Work required: Return the data below word for word, leaving out any picture.

Listed entries:
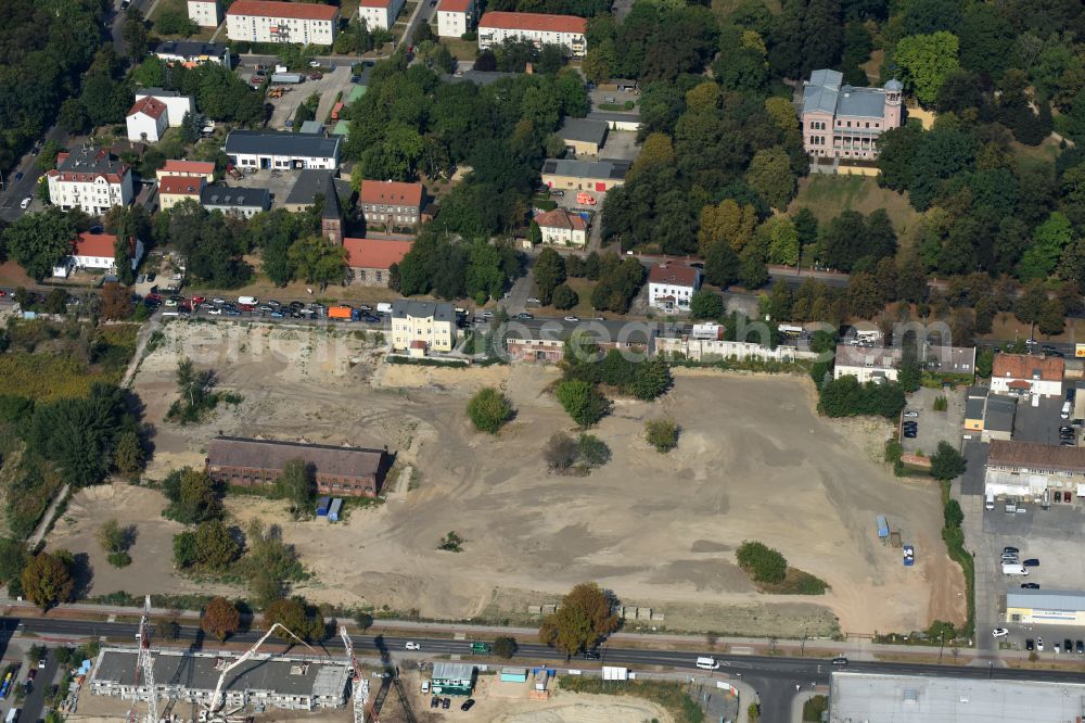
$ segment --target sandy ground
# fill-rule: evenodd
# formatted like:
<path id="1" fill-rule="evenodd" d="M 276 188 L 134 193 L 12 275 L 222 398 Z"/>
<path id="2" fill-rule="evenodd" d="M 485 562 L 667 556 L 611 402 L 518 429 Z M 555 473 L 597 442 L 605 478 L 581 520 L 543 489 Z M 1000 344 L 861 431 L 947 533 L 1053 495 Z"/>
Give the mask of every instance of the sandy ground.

Task output:
$ segment --target sandy ground
# fill-rule: evenodd
# formatted like:
<path id="1" fill-rule="evenodd" d="M 276 188 L 134 193 L 12 275 L 222 398 Z"/>
<path id="2" fill-rule="evenodd" d="M 485 562 L 667 556 L 611 402 L 518 429 Z M 555 473 L 597 442 L 605 478 L 581 520 L 543 489 Z M 1000 344 L 861 431 L 947 533 L 1053 495 Z"/>
Give the mask of every instance of the sandy ground.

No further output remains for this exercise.